*Instructions for the task:*
Repeat exactly the lines from the line containing "hillside. Keep to one point per instance." to the last line of the listing, including both.

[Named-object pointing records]
▼

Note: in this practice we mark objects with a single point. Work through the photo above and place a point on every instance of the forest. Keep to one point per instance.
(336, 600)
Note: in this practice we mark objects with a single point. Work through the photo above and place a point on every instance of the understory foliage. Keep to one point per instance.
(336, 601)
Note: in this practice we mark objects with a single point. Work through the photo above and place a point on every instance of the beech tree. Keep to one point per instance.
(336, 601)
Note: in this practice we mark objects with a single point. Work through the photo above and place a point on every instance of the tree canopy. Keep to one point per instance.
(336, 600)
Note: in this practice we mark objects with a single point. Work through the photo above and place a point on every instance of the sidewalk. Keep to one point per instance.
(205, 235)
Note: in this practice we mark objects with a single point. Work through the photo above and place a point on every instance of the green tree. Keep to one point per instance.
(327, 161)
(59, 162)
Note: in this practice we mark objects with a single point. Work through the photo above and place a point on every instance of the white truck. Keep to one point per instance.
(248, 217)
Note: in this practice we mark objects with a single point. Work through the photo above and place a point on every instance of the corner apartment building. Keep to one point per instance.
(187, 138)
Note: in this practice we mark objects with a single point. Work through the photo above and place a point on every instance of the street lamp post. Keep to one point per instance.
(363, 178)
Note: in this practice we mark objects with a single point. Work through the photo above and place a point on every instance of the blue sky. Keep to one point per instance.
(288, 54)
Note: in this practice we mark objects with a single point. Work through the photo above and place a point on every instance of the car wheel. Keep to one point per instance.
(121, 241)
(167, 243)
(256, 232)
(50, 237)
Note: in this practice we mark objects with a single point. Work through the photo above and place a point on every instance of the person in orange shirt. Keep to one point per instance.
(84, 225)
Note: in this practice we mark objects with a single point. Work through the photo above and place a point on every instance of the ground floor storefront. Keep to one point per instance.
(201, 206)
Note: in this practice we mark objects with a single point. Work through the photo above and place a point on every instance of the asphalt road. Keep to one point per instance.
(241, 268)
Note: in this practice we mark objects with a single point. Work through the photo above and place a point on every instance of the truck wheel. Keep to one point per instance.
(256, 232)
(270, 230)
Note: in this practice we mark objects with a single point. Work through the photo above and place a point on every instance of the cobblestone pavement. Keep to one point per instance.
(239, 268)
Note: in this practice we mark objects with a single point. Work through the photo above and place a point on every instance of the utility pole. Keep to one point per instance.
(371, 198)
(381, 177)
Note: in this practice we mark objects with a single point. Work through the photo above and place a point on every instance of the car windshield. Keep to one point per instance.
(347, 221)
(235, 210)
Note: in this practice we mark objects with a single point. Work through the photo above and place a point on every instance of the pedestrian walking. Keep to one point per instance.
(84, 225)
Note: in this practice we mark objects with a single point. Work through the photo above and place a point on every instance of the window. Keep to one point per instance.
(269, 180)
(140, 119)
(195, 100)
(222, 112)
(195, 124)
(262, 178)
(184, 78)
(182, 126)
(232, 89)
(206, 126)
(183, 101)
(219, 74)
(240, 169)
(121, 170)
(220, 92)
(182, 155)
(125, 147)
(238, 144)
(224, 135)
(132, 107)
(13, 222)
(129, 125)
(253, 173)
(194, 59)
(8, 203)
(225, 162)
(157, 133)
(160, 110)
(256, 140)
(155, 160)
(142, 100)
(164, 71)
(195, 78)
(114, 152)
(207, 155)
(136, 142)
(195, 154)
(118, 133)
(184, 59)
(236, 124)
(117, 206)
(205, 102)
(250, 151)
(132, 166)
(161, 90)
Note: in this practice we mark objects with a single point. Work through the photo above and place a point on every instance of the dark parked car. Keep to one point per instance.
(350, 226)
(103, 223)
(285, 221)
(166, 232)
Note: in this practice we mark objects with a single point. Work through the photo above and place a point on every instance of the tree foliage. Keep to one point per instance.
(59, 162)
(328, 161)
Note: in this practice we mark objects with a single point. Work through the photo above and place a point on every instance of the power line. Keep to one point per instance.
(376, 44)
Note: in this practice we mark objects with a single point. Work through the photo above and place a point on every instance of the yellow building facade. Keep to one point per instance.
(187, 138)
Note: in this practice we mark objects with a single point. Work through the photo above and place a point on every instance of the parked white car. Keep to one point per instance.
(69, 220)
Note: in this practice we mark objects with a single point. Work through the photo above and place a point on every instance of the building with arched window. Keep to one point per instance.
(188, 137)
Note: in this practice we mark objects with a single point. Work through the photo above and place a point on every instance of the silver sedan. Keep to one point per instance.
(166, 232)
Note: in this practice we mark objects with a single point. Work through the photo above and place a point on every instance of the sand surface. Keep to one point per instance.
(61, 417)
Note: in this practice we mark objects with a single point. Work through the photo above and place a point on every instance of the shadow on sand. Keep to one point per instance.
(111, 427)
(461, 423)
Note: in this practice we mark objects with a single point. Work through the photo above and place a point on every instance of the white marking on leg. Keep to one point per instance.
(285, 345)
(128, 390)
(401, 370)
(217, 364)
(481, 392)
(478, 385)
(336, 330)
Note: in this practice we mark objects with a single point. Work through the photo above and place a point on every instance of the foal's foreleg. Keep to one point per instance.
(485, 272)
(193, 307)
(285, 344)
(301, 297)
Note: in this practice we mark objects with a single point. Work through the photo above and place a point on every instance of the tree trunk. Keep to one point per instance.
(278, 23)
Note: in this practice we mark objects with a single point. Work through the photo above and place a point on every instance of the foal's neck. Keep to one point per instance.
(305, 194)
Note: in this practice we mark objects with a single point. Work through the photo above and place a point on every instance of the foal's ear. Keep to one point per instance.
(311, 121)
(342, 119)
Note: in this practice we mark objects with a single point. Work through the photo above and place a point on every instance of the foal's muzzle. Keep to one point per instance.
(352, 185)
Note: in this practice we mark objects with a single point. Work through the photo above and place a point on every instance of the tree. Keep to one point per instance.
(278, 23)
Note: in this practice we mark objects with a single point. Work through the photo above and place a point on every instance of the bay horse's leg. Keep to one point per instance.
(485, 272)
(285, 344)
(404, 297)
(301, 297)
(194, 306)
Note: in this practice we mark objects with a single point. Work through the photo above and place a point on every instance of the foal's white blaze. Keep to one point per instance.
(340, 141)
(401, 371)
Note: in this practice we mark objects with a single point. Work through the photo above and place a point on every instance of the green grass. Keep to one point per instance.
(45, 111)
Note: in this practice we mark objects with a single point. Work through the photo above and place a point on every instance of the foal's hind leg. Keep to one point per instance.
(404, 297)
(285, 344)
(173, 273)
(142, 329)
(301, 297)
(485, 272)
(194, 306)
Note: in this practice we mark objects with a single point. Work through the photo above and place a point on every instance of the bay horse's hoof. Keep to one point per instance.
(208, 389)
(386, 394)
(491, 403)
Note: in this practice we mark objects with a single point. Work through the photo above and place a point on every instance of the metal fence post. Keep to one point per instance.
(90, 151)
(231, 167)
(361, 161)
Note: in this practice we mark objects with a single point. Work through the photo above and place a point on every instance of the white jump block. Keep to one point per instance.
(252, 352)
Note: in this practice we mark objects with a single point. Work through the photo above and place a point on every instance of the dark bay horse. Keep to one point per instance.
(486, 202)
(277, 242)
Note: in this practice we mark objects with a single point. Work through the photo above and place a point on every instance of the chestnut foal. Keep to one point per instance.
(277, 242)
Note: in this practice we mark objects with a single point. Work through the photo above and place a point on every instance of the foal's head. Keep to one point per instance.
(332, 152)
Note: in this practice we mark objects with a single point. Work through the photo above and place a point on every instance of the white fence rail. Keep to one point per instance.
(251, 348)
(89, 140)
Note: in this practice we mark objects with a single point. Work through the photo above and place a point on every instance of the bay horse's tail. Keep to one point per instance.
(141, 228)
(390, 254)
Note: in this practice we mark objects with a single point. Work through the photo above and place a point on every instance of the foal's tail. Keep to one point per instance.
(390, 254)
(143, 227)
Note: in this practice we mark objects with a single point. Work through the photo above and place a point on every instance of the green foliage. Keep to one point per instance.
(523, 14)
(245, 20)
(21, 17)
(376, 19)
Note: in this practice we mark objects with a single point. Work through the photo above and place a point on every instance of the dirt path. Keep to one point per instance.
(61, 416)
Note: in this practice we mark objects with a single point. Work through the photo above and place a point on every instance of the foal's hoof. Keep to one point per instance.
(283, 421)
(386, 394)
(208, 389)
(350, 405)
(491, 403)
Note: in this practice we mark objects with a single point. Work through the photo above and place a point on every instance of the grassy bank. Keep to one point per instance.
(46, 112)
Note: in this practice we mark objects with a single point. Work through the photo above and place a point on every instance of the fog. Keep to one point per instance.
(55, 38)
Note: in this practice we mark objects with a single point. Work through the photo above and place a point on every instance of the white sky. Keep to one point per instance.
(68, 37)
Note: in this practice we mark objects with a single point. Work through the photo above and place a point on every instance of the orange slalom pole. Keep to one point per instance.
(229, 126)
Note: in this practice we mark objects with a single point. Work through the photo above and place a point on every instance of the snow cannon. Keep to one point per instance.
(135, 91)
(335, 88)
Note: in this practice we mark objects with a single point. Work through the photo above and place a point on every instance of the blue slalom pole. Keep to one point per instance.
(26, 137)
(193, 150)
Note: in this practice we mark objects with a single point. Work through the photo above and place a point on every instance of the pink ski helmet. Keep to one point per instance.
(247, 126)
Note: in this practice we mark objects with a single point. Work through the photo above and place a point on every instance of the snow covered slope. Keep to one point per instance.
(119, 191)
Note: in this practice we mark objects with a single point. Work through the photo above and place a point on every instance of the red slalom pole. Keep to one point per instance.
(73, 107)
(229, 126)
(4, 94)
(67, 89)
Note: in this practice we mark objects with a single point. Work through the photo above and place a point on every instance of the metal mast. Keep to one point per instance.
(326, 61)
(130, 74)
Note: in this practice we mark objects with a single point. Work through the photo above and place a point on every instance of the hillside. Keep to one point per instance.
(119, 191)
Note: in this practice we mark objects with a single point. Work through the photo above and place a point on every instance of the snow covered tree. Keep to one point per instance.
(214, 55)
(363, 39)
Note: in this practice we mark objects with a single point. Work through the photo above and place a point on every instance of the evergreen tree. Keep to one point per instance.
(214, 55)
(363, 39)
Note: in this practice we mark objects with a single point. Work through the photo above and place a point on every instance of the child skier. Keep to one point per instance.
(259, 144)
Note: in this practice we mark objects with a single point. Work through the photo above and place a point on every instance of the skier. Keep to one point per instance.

▲

*Complete answer:*
Note: in this practice we mark objects with a single point. Work through the photo above and place a point on every instance of the hillside. Keep to one point per instance.
(119, 191)
Note: in this practice we mark objects with a single point. Work through the photo above and place a point on every instance of the snow covered tree. Keep to one point per instance.
(214, 55)
(363, 39)
Note: in this practice we mark objects with a single point. Work through the photo above and place a point on every instance of the evergreen tree. Keep to one point per instance.
(214, 55)
(363, 39)
Note: in this practice we mark objects with a single point. Work through the photo above and place a point on every instance of the child skier. Keep to one point per instance.
(259, 144)
Note: in this practice we mark objects with a single point. Work through the photo above and place a point on every instance of the skier. Keep to one point per instance.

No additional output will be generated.